* Short problem: Extract every line of the listing below that contains the word "seen".

Coordinate labeling data:
[start]
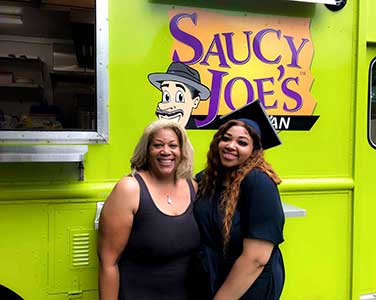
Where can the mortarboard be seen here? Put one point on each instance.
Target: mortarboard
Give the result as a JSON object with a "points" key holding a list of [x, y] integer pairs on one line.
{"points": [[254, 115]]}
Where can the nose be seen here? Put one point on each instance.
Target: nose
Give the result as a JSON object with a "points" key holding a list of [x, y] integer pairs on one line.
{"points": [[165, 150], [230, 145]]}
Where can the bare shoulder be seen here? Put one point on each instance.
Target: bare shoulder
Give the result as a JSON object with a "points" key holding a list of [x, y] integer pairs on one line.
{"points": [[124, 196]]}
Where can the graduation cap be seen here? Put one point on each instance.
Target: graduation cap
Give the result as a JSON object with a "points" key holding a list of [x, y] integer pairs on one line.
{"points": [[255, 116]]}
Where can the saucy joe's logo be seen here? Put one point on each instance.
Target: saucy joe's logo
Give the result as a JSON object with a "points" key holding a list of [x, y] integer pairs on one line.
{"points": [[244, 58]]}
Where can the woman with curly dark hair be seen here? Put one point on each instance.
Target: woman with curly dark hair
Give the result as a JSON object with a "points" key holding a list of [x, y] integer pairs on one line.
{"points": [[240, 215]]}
[end]
[start]
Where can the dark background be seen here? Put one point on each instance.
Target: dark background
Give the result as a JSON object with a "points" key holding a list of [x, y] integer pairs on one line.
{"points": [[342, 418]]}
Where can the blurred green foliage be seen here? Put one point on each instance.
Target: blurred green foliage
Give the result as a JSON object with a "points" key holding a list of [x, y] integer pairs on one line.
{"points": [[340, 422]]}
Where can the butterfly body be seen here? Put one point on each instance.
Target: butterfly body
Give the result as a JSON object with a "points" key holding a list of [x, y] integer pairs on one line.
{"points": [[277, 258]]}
[end]
* Exercise answer:
Where can the mortarboard be seen here? Put one point on each instance.
Where can the nose be seen here? Put one point on each instance.
Where can the bare shoulder be seen here? Put one point on each instance.
Where can the graduation cap be seen here? Put one point on each instance.
Where can the saucy joe's logo be seen here? Put one point on each instance.
Where can the woman with curly dark hair be seen here? Put one point on each instance.
Where can the dark background be seen here? Put one point on each instance.
Where can the blurred green foliage be seen here? Put one point on each instance.
Where can the butterfly body be seen here? Put one point on each instance.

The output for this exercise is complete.